-- Text passage --
*-*-*

Yesterday, word came out that the expected purchase of Crozer Health System to ChristianaCare had fallen through. WHYY has more on the story here. The news is not good. After years of turmoil, Christiana was hoped to provide stability to the floundering health care system in DelCo.
Chester Hospital (later Chester-Crozer) has served as this area’s main hospital since 1893. Over the years it merged and parted with other hospitals to form a network of hospitals serving DelCo. Currently, Prospect Medical Holding currently owns four hospitals in the area – Chester-Crozer, Springfield, Delaware County Memorial and Taylor Hospitals.
In recent years, Crozer has faced a lot of challenges – mostly self-inflicted. Several of those challenges are detailed in DelCo Times articles like this one. Nurses have routinely protested insufficient staffing in hospitals – putting patients in danger. The system has recently threatened to withdraw several services to the community,
On June 19, the Crisis Center at Crozer-Chester Medical Center would close, as well as all mental health and substance abuse services at Community Hospital, including school-based services, intake, assessment and referral, case management, and psychiatric rehabilitation.

*-*-*

[Extracted data entries]

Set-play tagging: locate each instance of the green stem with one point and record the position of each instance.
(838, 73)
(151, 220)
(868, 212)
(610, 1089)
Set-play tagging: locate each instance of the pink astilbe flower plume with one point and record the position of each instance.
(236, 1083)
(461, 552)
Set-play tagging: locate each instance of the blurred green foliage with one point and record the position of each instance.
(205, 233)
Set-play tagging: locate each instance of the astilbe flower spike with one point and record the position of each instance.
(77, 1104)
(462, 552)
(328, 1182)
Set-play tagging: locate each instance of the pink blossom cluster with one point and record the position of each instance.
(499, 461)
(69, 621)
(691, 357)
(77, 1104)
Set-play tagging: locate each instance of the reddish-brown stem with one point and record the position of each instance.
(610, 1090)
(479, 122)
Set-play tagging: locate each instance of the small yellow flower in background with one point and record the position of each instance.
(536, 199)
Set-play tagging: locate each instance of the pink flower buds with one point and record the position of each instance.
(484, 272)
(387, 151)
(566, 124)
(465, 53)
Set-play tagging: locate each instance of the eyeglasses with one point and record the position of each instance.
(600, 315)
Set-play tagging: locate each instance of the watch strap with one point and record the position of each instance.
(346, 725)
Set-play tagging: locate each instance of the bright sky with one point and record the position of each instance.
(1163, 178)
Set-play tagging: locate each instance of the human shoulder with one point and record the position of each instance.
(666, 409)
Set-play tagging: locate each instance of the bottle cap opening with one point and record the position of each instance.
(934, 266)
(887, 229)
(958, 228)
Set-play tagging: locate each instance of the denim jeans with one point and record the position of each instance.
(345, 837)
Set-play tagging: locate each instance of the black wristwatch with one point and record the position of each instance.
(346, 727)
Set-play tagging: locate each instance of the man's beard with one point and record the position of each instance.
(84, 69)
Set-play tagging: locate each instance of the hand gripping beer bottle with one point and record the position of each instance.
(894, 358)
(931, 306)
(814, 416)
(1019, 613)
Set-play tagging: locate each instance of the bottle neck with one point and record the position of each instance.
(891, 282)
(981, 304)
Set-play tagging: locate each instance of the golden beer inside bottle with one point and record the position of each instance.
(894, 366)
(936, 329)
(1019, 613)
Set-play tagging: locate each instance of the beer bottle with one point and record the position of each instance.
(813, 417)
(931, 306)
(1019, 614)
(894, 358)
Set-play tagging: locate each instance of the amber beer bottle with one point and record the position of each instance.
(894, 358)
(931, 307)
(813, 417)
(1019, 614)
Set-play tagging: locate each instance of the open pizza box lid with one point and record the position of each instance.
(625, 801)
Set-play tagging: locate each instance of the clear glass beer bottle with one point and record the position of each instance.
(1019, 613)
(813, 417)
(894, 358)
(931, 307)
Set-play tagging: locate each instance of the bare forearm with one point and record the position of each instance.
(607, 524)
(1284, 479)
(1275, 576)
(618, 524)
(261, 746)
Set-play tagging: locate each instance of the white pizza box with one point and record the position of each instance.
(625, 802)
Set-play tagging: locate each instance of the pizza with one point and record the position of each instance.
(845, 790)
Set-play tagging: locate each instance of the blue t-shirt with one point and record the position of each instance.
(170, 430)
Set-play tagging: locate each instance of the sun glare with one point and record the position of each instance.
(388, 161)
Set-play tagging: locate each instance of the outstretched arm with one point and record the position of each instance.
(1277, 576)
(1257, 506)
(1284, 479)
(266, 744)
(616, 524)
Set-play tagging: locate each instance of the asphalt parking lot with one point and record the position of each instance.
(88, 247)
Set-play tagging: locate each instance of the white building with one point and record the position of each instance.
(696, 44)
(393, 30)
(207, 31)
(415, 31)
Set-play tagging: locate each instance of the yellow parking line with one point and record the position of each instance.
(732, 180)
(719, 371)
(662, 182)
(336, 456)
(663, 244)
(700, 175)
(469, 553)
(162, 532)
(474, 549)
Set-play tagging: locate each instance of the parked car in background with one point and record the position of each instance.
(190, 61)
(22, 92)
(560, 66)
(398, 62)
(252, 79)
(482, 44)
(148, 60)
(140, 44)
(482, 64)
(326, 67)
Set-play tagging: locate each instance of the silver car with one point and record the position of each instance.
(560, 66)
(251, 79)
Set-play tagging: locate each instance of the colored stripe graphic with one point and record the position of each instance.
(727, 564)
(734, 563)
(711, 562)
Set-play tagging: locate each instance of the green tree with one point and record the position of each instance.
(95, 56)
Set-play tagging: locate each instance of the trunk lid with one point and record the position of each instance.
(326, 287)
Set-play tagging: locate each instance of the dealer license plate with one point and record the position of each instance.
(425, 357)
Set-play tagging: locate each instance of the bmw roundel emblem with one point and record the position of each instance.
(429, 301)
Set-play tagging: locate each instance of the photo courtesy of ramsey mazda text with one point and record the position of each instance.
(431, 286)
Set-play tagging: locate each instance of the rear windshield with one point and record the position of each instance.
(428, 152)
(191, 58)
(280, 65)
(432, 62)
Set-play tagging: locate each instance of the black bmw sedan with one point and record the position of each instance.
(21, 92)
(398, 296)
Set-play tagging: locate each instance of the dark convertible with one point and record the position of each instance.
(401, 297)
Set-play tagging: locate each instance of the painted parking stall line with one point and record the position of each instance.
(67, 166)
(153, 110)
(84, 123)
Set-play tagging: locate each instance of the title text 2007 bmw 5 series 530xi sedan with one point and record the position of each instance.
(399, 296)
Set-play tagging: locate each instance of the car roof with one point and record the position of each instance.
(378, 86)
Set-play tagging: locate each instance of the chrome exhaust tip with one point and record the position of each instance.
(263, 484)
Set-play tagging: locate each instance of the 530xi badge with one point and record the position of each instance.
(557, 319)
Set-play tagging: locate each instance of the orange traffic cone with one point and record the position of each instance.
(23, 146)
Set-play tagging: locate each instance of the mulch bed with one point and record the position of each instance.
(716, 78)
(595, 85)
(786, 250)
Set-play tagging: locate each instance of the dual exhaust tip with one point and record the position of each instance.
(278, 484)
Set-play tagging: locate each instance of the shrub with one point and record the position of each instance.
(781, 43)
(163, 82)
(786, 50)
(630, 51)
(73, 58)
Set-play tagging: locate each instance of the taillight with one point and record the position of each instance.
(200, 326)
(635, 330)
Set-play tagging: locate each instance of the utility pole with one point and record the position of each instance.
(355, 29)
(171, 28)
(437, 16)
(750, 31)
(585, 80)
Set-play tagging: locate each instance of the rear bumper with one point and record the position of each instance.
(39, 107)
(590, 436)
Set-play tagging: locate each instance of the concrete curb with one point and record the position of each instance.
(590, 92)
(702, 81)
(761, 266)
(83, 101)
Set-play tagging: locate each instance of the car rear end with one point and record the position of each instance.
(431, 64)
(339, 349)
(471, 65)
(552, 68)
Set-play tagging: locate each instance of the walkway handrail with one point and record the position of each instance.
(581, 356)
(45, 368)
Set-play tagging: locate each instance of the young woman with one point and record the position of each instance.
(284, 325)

*-*-*

-- Activity --
Reproduce, word for word, the complete text about the collapsed sale of Crozer Health System to ChristianaCare.

-- Result for this task --
Yesterday, word came out that the expected purchase of Crozer Health System to ChristianaCare had fallen through. WHYY has more on the story here. The news is not good. After years of turmoil, Christiana was hoped to provide stability to the floundering health care system in DelCo.
Chester Hospital (later Chester-Crozer) has served as this area’s main hospital since 1893. Over the years it merged and parted with other hospitals to form a network of hospitals serving DelCo. Currently, Prospect Medical Holding currently owns four hospitals in the area – Chester-Crozer, Springfield, Delaware County Memorial and Taylor Hospitals.
In recent years, Crozer has faced a lot of challenges – mostly self-inflicted. Several of those challenges are detailed in DelCo Times articles like this one. Nurses have routinely protested insufficient staffing in hospitals – putting patients in danger. The system has recently threatened to withdraw several services to the community,
On June 19, the Crisis Center at Crozer-Chester Medical Center would close, as well as all mental health and substance abuse services at Community Hospital, including school-based services, intake, assessment and referral, case management, and psychiatric rehabilitation.